> THE PROBLEM: Reproduce the material below word for word, keeping every line unchanged and in the same order.

+-------+

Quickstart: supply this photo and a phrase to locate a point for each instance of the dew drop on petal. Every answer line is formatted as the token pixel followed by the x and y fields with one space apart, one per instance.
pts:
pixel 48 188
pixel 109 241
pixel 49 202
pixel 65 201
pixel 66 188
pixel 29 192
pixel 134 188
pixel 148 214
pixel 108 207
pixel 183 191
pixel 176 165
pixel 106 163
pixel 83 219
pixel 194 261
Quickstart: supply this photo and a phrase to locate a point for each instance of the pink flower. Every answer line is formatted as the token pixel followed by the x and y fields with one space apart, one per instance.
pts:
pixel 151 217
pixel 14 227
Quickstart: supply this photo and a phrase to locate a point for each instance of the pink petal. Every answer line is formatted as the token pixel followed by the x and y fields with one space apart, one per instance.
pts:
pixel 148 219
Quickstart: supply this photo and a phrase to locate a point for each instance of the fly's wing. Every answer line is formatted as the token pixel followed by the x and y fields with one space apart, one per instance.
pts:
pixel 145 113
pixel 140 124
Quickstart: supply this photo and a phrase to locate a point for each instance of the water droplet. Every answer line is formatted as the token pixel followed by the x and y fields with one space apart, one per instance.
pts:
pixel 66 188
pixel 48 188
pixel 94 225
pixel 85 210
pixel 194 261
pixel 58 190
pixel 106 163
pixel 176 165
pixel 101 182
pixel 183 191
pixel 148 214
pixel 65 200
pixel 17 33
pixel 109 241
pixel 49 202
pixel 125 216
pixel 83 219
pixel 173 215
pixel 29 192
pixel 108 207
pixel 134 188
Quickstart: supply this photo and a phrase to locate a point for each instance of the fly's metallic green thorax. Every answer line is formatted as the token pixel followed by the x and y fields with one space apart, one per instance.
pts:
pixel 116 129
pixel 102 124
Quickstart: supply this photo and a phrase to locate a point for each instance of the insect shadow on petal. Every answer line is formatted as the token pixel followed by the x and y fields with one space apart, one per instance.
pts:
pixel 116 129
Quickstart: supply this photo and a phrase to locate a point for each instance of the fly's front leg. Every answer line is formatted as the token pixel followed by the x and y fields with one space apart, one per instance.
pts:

+-------+

> COMPLETE ANSWER:
Quickstart: supply this photo and a phrase to locate a point for each instance of the dew drop on petal. Every answer line is formatted as the token pixel followed by the x and y fields with one space apart, one per instance.
pts:
pixel 48 188
pixel 109 241
pixel 49 202
pixel 65 201
pixel 66 188
pixel 29 192
pixel 134 188
pixel 148 214
pixel 108 207
pixel 183 191
pixel 176 165
pixel 106 163
pixel 83 219
pixel 194 261
Quickstart: supply this photo and a phrase to locate a point for each instance of the pink flower. Every answer line is formatted as the token pixel followed by the x and y fields with one space apart, one per instance.
pts:
pixel 151 217
pixel 14 227
Quickstart: supply this photo and a phrase to locate a point for each instance of the pink petal. Every answer line is formatted as the token pixel followed by the x and y fields with one space apart, one per instance.
pts:
pixel 148 219
Quickstart: supply this photo and a phrase to locate a point for each instance of the fly's wing. Every answer line is formatted as the token pixel followed by the x and y fields with one space apart, one per instance.
pts:
pixel 145 113
pixel 140 124
Quickstart: supply this photo and a phrase to locate a point for each instance of the water droplet. Every answer line is formatted as the token pixel followed by the x and y fields with one space apart, one per instance.
pts:
pixel 66 188
pixel 48 188
pixel 94 225
pixel 85 210
pixel 194 261
pixel 58 190
pixel 106 163
pixel 176 165
pixel 101 182
pixel 183 191
pixel 148 214
pixel 65 200
pixel 17 33
pixel 109 241
pixel 49 202
pixel 125 216
pixel 83 219
pixel 173 215
pixel 29 192
pixel 108 207
pixel 134 188
Quickstart: supply this photo and a phrase to locate a point for each instance of the fly's metallic green thorax. Every answer line is formatted as the token pixel followed by the x and y fields with one space apart, one per instance.
pts:
pixel 116 129
pixel 102 124
Quickstart: supply this photo and a phrase to locate a point for each instance of the insect shadow on petal. Every answer line is formatted as the token pixel followed by the x and y fields with one space apart, one per instance.
pts:
pixel 116 129
Quickstart: supply this photo and a phrase to locate a point for each instance of the fly's front leg. Every answer line is formatted as the token pixel followed by the x and y fields with one space apart, one per instance.
pts:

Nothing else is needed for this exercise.